::: Records for processing :::
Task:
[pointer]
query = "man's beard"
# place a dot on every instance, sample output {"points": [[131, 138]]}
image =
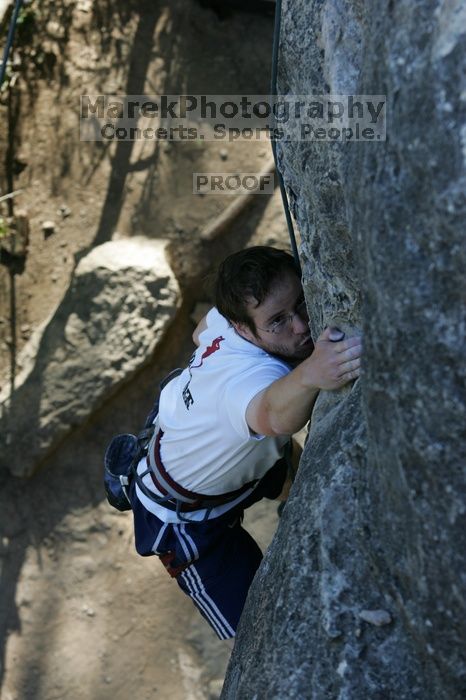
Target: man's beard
{"points": [[283, 351]]}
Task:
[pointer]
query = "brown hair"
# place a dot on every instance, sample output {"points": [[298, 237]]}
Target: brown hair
{"points": [[247, 274]]}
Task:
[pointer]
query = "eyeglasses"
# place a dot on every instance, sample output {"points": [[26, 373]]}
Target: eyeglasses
{"points": [[283, 323]]}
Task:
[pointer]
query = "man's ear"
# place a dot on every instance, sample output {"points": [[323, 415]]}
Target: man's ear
{"points": [[244, 331]]}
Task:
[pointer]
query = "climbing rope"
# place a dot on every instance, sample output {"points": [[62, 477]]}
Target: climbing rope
{"points": [[273, 91], [9, 41]]}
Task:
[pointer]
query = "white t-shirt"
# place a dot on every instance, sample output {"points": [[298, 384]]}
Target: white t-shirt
{"points": [[207, 445]]}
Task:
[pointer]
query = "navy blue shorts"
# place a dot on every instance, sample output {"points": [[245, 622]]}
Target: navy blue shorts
{"points": [[213, 561]]}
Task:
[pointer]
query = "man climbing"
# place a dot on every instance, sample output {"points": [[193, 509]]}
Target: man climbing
{"points": [[224, 425]]}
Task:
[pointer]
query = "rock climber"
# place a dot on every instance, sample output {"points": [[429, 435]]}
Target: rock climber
{"points": [[223, 428]]}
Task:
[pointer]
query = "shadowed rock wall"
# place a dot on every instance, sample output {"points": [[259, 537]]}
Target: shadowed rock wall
{"points": [[362, 593]]}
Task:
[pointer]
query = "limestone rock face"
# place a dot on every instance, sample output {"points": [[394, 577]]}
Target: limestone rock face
{"points": [[362, 593], [122, 298]]}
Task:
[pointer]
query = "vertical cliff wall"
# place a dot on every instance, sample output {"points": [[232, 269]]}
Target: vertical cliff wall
{"points": [[363, 592]]}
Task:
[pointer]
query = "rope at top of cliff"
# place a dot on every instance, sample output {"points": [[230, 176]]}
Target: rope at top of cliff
{"points": [[273, 90], [9, 41]]}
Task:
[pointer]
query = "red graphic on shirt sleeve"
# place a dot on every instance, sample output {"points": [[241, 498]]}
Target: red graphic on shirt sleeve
{"points": [[210, 350]]}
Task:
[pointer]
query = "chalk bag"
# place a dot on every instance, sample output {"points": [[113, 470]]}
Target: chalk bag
{"points": [[119, 459]]}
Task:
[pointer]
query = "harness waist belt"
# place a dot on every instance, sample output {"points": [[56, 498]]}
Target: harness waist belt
{"points": [[190, 500]]}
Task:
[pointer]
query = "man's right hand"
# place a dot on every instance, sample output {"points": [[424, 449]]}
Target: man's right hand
{"points": [[285, 406], [333, 362]]}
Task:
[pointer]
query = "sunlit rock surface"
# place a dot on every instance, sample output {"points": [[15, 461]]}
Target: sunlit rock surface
{"points": [[122, 299]]}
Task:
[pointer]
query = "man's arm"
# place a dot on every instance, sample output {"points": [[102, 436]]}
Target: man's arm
{"points": [[285, 406]]}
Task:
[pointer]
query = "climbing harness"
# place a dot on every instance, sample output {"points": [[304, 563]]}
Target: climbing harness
{"points": [[273, 91], [9, 41], [121, 462]]}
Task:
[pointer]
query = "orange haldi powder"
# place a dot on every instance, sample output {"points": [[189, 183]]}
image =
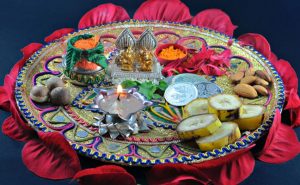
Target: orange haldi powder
{"points": [[86, 65], [86, 44], [171, 53]]}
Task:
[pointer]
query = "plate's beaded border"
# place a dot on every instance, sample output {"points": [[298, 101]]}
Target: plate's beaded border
{"points": [[244, 142]]}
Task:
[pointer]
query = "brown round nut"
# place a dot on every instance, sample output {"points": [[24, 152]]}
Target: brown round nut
{"points": [[54, 82], [248, 80], [261, 90], [245, 90], [60, 96], [263, 75], [250, 72], [262, 82], [39, 93], [237, 76]]}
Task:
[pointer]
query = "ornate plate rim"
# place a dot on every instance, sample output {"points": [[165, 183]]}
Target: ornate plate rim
{"points": [[200, 157]]}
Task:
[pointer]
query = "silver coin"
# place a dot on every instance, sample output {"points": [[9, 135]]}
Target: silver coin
{"points": [[207, 89], [188, 78], [169, 79], [179, 94]]}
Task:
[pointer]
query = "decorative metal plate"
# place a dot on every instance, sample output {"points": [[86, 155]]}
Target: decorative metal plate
{"points": [[161, 144]]}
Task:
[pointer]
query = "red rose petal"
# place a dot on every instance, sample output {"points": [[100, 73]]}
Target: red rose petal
{"points": [[4, 100], [175, 174], [50, 156], [103, 14], [167, 10], [214, 19], [107, 174], [282, 143], [295, 117], [259, 42], [293, 101], [273, 58], [58, 34], [288, 75]]}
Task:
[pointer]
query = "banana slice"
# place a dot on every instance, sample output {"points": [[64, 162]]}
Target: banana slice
{"points": [[225, 106], [195, 107], [228, 133], [251, 116], [198, 126]]}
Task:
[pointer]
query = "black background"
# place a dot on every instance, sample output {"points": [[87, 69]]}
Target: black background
{"points": [[25, 21]]}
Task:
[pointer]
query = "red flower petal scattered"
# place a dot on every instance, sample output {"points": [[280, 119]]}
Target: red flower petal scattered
{"points": [[50, 156], [15, 130], [103, 14], [214, 19], [230, 169], [14, 126], [108, 174], [259, 42], [167, 10], [282, 143], [176, 174], [233, 172], [58, 34], [288, 75]]}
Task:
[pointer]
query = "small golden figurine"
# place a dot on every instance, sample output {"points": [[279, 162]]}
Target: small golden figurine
:::
■ **Set exercise**
Reproduce each line of the records exactly, and omit every picture.

■ **Written solution**
Task:
[pointer]
query = "man's beard"
# place a dot on every instance, sample output {"points": [[131, 138]]}
image =
Target: man's beard
{"points": [[283, 351]]}
Task:
[pointer]
query = "brown hair"
# place a dot on every instance, sample output {"points": [[298, 237]]}
Target: brown hair
{"points": [[247, 274]]}
Task:
[pointer]
query = "eyeglasses"
# place a dot on every instance, sample output {"points": [[26, 373]]}
Target: eyeglasses
{"points": [[283, 323]]}
Task:
[pointer]
query = "man's ear"
# place a dot on every instance, sample output {"points": [[323, 415]]}
Target: man's ear
{"points": [[244, 331]]}
Task:
[pointer]
query = "climbing rope"
# place a dot on every instance, sample output {"points": [[62, 477]]}
Target: climbing rope
{"points": [[273, 91], [9, 41]]}
Task:
[pointer]
query = "white t-shirt"
# place a dot on every instance, sample output {"points": [[298, 384]]}
Target: white t-shirt
{"points": [[207, 445]]}
Task:
[pointer]
query = "navy blue shorts"
# place a dot on every instance, sample output {"points": [[245, 622]]}
Target: navy blue shorts
{"points": [[213, 561]]}
Task:
[pointer]
query = "man climbing"
# place a dot on every instance, sample output {"points": [[193, 509]]}
Target: man climbing
{"points": [[224, 425]]}
Task:
[pointer]
query = "rock climber"
# place a dot on every instance, sample output {"points": [[429, 435]]}
Target: rock climber
{"points": [[223, 428]]}
Task:
[pointer]
query = "shadowed rock wall"
# place a dot on every instance, sample output {"points": [[259, 537]]}
Target: shadowed rock wall
{"points": [[362, 593]]}
Task:
[pointer]
query = "limestone rock face"
# place a dot on every instance, sample output {"points": [[394, 577]]}
Target: limestone rock face
{"points": [[362, 593], [122, 298]]}
Task:
[pointer]
query = "vertical cliff wall"
# place a dot on every instance, sample output {"points": [[232, 269]]}
Target: vertical cliff wall
{"points": [[363, 592]]}
Task:
[pointer]
query = "rope at top of cliff"
# place a dot on every instance, sample output {"points": [[230, 176]]}
Target: rope at top of cliff
{"points": [[273, 90], [9, 41]]}
Task:
[pointer]
query = "red graphic on shirt sleeve"
# place a dot on every instance, sample output {"points": [[241, 498]]}
Target: red graphic on shirt sleeve
{"points": [[210, 350]]}
Task:
[pointer]
query = "chalk bag"
# place a dot on every instance, sample output {"points": [[113, 470]]}
Target: chalk bag
{"points": [[119, 459]]}
Task:
[pointer]
query = "harness waist belt"
# place a dot on every instance, sample output {"points": [[56, 498]]}
Target: harness waist belt
{"points": [[190, 500]]}
Task:
[pointer]
query = "man's right hand"
# place a dot on every instance, sample output {"points": [[424, 449]]}
Target: man's right hand
{"points": [[285, 406], [333, 362]]}
Task:
[pointer]
query = "sunlit rock surface"
# place a dot on every instance, sample output {"points": [[15, 461]]}
Target: sunlit rock surface
{"points": [[122, 299]]}
Task:
[pointer]
query = "man's arm"
# place a dot on every instance, sample output {"points": [[102, 436]]}
Target: man's arm
{"points": [[285, 406]]}
Task:
[pointer]
query = "climbing harness"
# place a dot on every instance, sample output {"points": [[304, 563]]}
Target: climbing harness
{"points": [[273, 91], [9, 41], [121, 462]]}
Task:
[pointer]
query = "orange haldi powder"
# place a dot on every instance, sample output {"points": [[189, 183]]}
image =
Target: orange haldi powder
{"points": [[86, 65], [86, 44], [171, 53]]}
Task:
[pointer]
query = "plate's beaded border"
# place a dot on every instance, sample output {"points": [[298, 101]]}
Target: plate's beaded border
{"points": [[244, 142]]}
Task:
[pointer]
query = "brown round nut"
# place a dot on every instance, sample output {"points": [[24, 152]]}
Target: brown round nut
{"points": [[54, 82], [248, 80], [261, 90], [245, 90], [60, 96], [263, 75], [250, 72], [262, 82], [39, 93], [237, 76]]}
Task:
[pointer]
query = "ornate plate rim"
# place a dot on every instance, sample output {"points": [[165, 183]]}
Target: ornate plate rim
{"points": [[200, 157]]}
Task:
[pointer]
query = "silver coin"
# place a dot on every instance, sample output {"points": [[9, 135]]}
Target: silver coin
{"points": [[207, 89], [188, 78], [169, 79], [179, 94]]}
Task:
[pointer]
query = "decorative metal plate"
# place a dot on every instance, sample output {"points": [[86, 155]]}
Target: decorative metal plate
{"points": [[161, 144]]}
Task:
[pointer]
query = "red rose petal"
# place a dot on every instance, sample output {"points": [[100, 73]]}
Target: red rose petal
{"points": [[4, 100], [175, 174], [50, 156], [103, 14], [167, 10], [214, 19], [107, 174], [282, 143], [295, 117], [259, 42], [293, 101], [273, 58], [58, 34], [288, 75]]}
Task:
[pointer]
query = "banana slice"
# place a dot on every instance, sample output {"points": [[64, 162]]}
Target: banana slice
{"points": [[225, 106], [195, 107], [228, 133], [251, 116], [198, 126]]}
Task:
[pointer]
query = "black background"
# place a dot on every instance, sample output {"points": [[87, 69]]}
Target: black background
{"points": [[25, 21]]}
Task:
[pointer]
query = "red flower petal scattered"
# place a dot on every instance, sample output {"points": [[280, 119]]}
Target: red flower petal scattered
{"points": [[50, 156], [15, 130], [103, 14], [214, 19], [230, 169], [14, 126], [108, 174], [259, 42], [167, 10], [282, 143], [176, 174], [233, 172], [58, 34], [288, 75]]}
Task:
[pointer]
query = "small golden figurine"
# place a dot on every instance, sample output {"points": [[279, 162]]}
Target: small golden figurine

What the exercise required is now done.